On 28 November 2022, the High Court handed down an interesting judgment concerning an appeal from a Pensions Ombudsman Determination.[1] The Ombudsman had concluded that the claimant was not due any financial compensation for deciding to take ill-health retirement after receiving an incorrect estimate as to his pension entitlement. The question for the High Court was whether the Ombudsman had made an error of law in coming to this conclusion.
The background
Mr Andrew had been employed as a specialist orthotic technician by the Royal Devon and Exeter NHS Foundation Trust for many years. He unfortunately developed significant health problems which required him to take sick leave. In August 2017 he was considering taking ill-health retirement (“IHR”) and requested an estimate of his pension entitlement.
The estimate provided by the Trust indicated that he was entitled to a lump sum of £18,506.83 and an annual pension of £6,168.83 and was based on a pensionable pay of £31,229.17.
Mr Andrew did his calculations and worked out that if he retired on the basis of this estimate he would be receiving around £200 a month less than his current wages at the time. He came to the conclusion that, if he used the lump sum to pay off some debts, he would, in his words, “be able to just about survive”. Therefore, he opted to take IHR from 18 February 2018.
However, when he was sent the final calculation of his pension entitlement on 29 March 2018, he was shocked to read that his entitlement was in fact to a lump sum of only £11,629.14 and an annual pension of £3,876.38. It then transpired that the Trust had made an error in calculating the estimate of benefits and had based it on an incorrect figure for his pensionable pay, which should have been £19,650.94 rather than £31,229.17.
Complaint to the Ombudsman
Mr Andrew complained to the Pensions Ombudsman, seeking compensation for financial and non-financial loss. He argued that, had he been provided with the correct IHR estimate, he would not have opted to take IHR but would have stayed in employment until the age of 68. On this basis, he claimed the sum of £644,673.03.
The Ombudsman took issue with Mr Andrew’s argument that if he had received the correct figures he would not have sought Tier 1 IHR but would have continued to work. Given that the test for Tier 1 IHR was that Mr Andrew should be "permanently incapable of efficiently discharging the duties of [his] employment" the conundrum was how he could have satisfied that test on the one hand, yet been able to claim that he could continue to work in his current role on the other. The Ombudsman took the view that the two were incompatible in that qualification for the Tier 1 IHR undermined Mr Andrew’s argument that he would have carried on working. The Ombudsman held that Mr Andrew would have retired on around the same date irrespective of the erroneous estimate of his benefits and could not have continued working in his role until he was 68. He therefore awarded Mr Andrew £1,000 for “serious distress and inconvenience” but dismissed his very substantial claim for financial compensation.
The Ombudsman commented, however, that it was still open to Mr Andrew to apply for a different, part-time role in the NHS.
The Appeal
In giving his judgment, Mr Justice Zacaroli emphasised that there is no right of appeal against the Ombudsman's findings of fact. The only question on this appeal, therefore, was whether the Ombudsman made an error of law. In deciding what constitutes an “error of law” for these purposes, Mr Justice Zacaroli concluded that a self-misdirection on the facts, such as taking into account matters that were irrelevant, or failing to take into account matters which were relevant, would be capable of giving rise to an error of law.

Material ▸
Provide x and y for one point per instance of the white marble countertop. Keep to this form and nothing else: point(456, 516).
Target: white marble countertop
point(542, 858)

Instruction ▸ Carry on the write-up of the High Court appeal over the incorrect ill-health retirement pension estimate, picking up after its final sentence.

Output for this exercise ▸
There were two main grounds for appeal:
1. Reliance and causation: Firstly, did Mr Andrew rely on the incorrect IHR estimate to take IHR when he did? Secondly, would Mr Andrew have been dismissed from his role in any event because of his inability to work, such that the inaccurate IHR estimate caused no financial loss?
Mr Justice Zacaroli concluded that there was sufficient evidence for the Ombudman’s conclusion that, even if Mr Andrew had received a correct IHR estimate, due to the extent of his ill health, he would not have remained in his current employment beyond the date that he did in fact retire.
Mr Andrew also submitted that a connected error in law was the Ombudsman’s decision to determine these issues without an oral hearing. However, Mr Justice Zacaroli dismissed this argument finding it had been reasonable in the circumstances to decide the matter without an oral hearing.
2. Redeployment: Had the Ombudsman had erred in not properly considering the relevance of redeployment?
Mr Justice Zacaroli concluded that the Ombudsman had fallen into an error of law in rejecting the relevance of redeployment. Previous case law had shown that the duty to make reasonable adjustments was capable of extending to the placing of an employee in another post without a competitive interview, if that was reasonable in the circumstances. The Ombudsman had erred in not considering this. Also, had a correct IHR estimate been provided, Mr Andrew may have considered the option of redeployment, including through competitive application to other jobs, more thoroughly at that time. Therefore, the fact that Mr Andrew was still able to apply for another job competitively, as the Ombudsman had found, was not an answer to the question of whether any loss was caused to Mr Andrew flowing from the Trust’s error in providing an incorrect estimate in August 2017.
On this basis, the appeal was allowed and the matter was remitted to the Ombudsman for reconsideration.
This case is an important reminder of the difficulties that complaints about incorrect pension estimates present. On the one hand Mr Andrew’s claim to loss of almost £650K appeared wildly inflated but on the other, the Ombudsman’s handling of the claim was deficient. What matters is that, when considering the counter-factual in claims such as this, the parties should objectively consider all opportunities available to the claimant at the time of the event on a broad basis. Only if that is done can the real loss be identified. It must also be recognised that, provided the claimant’s arguments of taking a different course of action are realistic, the bar to establishing this will be a low one and oral evidence may not be necessary.
[1] Andrew v Royal Devon And Exeter NHS Foundation Trust [2022] EWHC 2992 (Ch) (28 November 2022)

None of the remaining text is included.